▸ Reading text:
---+---

Re: [PATCH v4 00/14] Copy Offload in NVMe Fabrics with P2P PCI Memory

From: Alex Williamson
Date: Tue May 08 2018 - 17:40:49 EST


On Tue, 8 May 2018 17:25:24 -0400
Don Dutile <ddutile@xxxxxxxxxx> wrote:

> On 05/08/2018 12:57 PM, Alex Williamson wrote:
> > On Mon, 7 May 2018 18:23:46 -0500
> > Bjorn Helgaas <helgaas@xxxxxxxxxx> wrote:
> >
> >> On Mon, Apr 23, 2018 at 05:30:32PM -0600, Logan Gunthorpe wrote:
> >>> Hi Everyone,
> >>>
> >>> Here's v4 of our series to introduce P2P based copy offload to NVMe
> >>> fabrics. This version has been rebased onto v4.17-rc2. A git repo
> >>> is here:
> >>>
> >>> https://github.com/sbates130272/linux-p2pmem pci-p2p-v4
> >>> ...
> >>
> >>> Logan Gunthorpe (14):
> >>> PCI/P2PDMA: Support peer-to-peer memory
> >>> PCI/P2PDMA: Add sysfs group to display p2pmem stats
> >>> PCI/P2PDMA: Add PCI p2pmem dma mappings to adjust the bus offset
> >>> PCI/P2PDMA: Clear ACS P2P flags for all devices behind switches
> >>> docs-rst: Add a new directory for PCI documentation
> >>> PCI/P2PDMA: Add P2P DMA driver writer's documentation
> >>> block: Introduce PCI P2P flags for request and request queue
> >>> IB/core: Ensure we map P2P memory correctly in
> >>> rdma_rw_ctx_[init|destroy]()

---+---

▸ Excerpts from point annotation data:

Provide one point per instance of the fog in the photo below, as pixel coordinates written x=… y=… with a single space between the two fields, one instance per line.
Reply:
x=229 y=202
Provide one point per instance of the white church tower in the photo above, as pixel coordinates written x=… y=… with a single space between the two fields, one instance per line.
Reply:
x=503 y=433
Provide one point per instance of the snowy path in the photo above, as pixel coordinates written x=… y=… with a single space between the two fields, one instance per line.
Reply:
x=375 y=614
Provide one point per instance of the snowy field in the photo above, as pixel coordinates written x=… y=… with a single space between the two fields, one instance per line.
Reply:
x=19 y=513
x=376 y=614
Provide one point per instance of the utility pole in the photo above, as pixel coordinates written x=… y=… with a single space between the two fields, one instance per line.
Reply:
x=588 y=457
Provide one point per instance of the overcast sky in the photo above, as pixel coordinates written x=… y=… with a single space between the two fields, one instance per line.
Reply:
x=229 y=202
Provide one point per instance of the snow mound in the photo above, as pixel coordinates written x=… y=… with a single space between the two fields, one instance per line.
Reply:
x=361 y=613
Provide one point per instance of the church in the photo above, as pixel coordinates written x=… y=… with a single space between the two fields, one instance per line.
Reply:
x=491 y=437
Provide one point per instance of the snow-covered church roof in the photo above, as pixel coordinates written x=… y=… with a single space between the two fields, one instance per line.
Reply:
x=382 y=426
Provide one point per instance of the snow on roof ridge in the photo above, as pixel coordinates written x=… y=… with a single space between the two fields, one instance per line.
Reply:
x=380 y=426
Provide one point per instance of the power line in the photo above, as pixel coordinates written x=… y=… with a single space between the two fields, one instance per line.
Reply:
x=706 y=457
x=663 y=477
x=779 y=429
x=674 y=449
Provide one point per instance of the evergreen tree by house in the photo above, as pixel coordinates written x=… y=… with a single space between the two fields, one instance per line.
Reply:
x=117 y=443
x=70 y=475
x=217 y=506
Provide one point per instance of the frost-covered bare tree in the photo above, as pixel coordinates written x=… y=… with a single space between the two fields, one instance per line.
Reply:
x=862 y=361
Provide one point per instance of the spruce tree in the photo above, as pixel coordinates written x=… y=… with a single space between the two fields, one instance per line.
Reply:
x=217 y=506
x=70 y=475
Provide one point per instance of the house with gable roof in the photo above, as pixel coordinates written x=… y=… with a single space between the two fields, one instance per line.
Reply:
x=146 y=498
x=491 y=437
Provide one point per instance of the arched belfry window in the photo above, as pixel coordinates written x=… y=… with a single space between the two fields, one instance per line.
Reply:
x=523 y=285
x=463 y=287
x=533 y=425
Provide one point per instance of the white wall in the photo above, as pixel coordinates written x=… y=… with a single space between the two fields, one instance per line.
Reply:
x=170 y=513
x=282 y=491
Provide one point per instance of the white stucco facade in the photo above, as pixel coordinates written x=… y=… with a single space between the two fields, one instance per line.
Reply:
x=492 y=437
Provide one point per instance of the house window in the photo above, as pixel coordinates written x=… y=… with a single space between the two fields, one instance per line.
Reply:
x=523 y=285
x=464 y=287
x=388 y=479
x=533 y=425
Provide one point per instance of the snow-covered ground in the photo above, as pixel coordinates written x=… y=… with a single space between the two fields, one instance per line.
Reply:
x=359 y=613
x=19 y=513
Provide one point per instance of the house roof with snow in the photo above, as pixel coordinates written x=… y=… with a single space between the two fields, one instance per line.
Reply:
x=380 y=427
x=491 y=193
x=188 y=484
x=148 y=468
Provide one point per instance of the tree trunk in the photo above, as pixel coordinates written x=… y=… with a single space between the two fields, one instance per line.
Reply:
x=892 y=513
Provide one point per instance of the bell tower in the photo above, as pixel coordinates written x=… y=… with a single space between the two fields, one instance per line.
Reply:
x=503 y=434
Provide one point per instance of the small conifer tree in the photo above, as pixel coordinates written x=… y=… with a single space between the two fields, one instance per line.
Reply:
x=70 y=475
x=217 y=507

---+---

▸ Tasks for this exercise:
A: Do these statements agree with the mailing-list post? Answer yes or no for each, quoting the words that decide it.
(i) The series was rebased onto v4.17-rc2.
(ii) Don Dutile's quoted message is dated Monday, 7 May 2018.
(iii) Logan Gunthorpe's series has 14 patches.
B: Answer these questions from the mailing-list post:
(i) What version of the series is this?
(ii) Who wrote the message dated Mon, 7 May 2018?
(iii) What branch name follows the repository URL?
C: Which patch titles in the mailing-list post begin with "PCI/P2PDMA:"? List every one.
This data has no connection to the mailing-list post.

▸ Correct answers:
A:
(i) Yes: "This version has been rebased onto v4.17-rc2."
(ii) No: "On Tue, 8 May 2018 17:25:24 -0400"
(iii) Yes: "Logan Gunthorpe (14):"

B:
(i) v4
(ii) Bjorn Helgaas
(iii) pci-p2p-v4

C:
- Support peer-to-peer memory
- Add sysfs group to display p2pmem stats
- Add PCI p2pmem dma mappings to adjust the bus offset
- Clear ACS P2P flags for all devices behind switches
- Add P2P DMA driver writer's documentation